» **Görev 1**
Aşağıdaki kayıtlarda "tower" dizesini içeren her satırı bulunuz ve bu satırları eksiksiz olarak kopyalayınız.

Türkiye’de adeta bir gündem fırtınası yaşanıyor. 
Gündem öyle hızla değişiyor ki takip etmekte zorlanıyorsunuz. 

***

Ağustos ayının sonunda Türkiye Diyarbakır’da 8 yaşındaki Narin’in öldürülmesiyle sarsıldı. 
O tarihlerde bütün televizyon kanallarında her akşam bu olay işleniyordu. 
Bu neredeyse bir hafta sürdü. 

***

Daha sonra İsrail’in saldırıları başladı. 
Haber tartışma programlarının gündemi savaş oldu. 

***

Sonra bir domuz eti tartışması başladı. 
Bir köfteci zincirinin domuz eti kullandığı tespit edildi. 
Gündem bir anda bu oldu.

» **Kaynak malzeme**
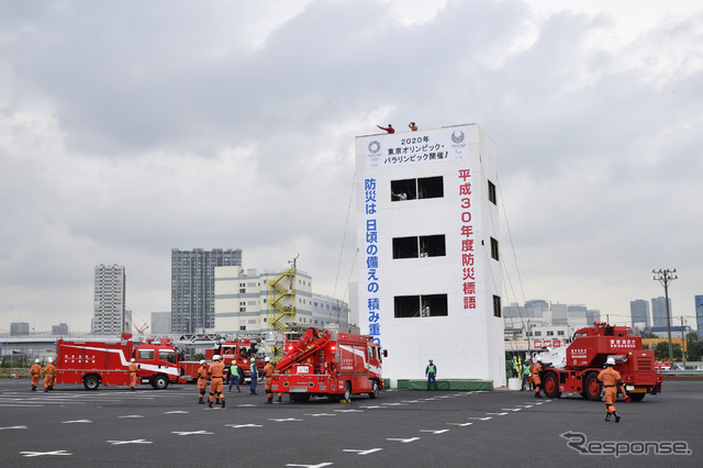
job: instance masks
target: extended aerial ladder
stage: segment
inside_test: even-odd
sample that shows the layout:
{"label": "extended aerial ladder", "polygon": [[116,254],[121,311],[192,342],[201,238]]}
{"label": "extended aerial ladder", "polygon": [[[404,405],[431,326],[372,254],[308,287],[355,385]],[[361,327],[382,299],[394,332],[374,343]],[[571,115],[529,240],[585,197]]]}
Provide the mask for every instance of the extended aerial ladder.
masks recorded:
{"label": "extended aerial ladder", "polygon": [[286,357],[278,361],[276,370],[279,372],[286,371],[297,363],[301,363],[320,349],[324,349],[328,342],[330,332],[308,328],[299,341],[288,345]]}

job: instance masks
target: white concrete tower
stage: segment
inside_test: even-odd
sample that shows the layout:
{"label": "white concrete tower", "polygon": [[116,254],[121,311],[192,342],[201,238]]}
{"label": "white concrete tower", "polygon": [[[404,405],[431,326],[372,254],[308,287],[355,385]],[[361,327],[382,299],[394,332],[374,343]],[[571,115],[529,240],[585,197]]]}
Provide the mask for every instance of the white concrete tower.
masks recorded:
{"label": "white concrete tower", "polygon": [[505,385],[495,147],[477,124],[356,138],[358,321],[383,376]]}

--

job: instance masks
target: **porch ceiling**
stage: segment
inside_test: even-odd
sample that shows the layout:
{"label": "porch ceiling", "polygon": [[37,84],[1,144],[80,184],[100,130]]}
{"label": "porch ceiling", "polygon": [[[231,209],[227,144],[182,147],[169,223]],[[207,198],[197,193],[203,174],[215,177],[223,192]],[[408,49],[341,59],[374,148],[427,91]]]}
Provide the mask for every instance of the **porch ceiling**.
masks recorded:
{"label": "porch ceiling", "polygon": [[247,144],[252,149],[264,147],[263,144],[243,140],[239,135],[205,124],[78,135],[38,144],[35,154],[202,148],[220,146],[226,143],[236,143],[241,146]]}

--

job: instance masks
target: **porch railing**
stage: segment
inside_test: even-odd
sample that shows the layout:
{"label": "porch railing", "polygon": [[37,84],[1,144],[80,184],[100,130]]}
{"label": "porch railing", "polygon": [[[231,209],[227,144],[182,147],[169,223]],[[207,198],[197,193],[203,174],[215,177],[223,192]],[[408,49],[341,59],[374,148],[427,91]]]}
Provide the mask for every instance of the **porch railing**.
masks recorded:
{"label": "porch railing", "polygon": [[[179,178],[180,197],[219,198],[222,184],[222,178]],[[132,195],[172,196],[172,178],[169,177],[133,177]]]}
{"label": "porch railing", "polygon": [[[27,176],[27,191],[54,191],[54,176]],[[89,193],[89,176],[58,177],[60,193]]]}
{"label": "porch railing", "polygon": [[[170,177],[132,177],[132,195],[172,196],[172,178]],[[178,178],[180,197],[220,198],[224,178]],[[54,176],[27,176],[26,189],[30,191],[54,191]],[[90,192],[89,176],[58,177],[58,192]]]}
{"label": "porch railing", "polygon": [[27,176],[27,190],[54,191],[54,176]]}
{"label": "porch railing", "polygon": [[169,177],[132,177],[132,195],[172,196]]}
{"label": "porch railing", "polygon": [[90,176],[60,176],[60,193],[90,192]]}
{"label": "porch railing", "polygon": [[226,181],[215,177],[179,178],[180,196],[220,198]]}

» **Görev 2**
Yukarıdaki, Türkiye'de hızla değişen gündemi anlatan metne göre bir köfteci zincirinin neyi kullandığı tespit edilmiştir?

» **Alıştırma sonucu 1**
target: white concrete tower
{"label": "white concrete tower", "polygon": [[116,254],[121,311],[192,342],[201,238]]}
{"label": "white concrete tower", "polygon": [[[404,405],[431,326],[372,254],[308,287],[355,385]],[[361,327],[382,299],[394,332],[374,343]],[[571,115],[529,240],[585,197]]]}
Provide the mask for every instance of the white concrete tower.
{"label": "white concrete tower", "polygon": [[505,385],[495,147],[477,124],[356,138],[358,321],[383,376]]}

» **Alıştırma sonucu 2**
Domuz eti.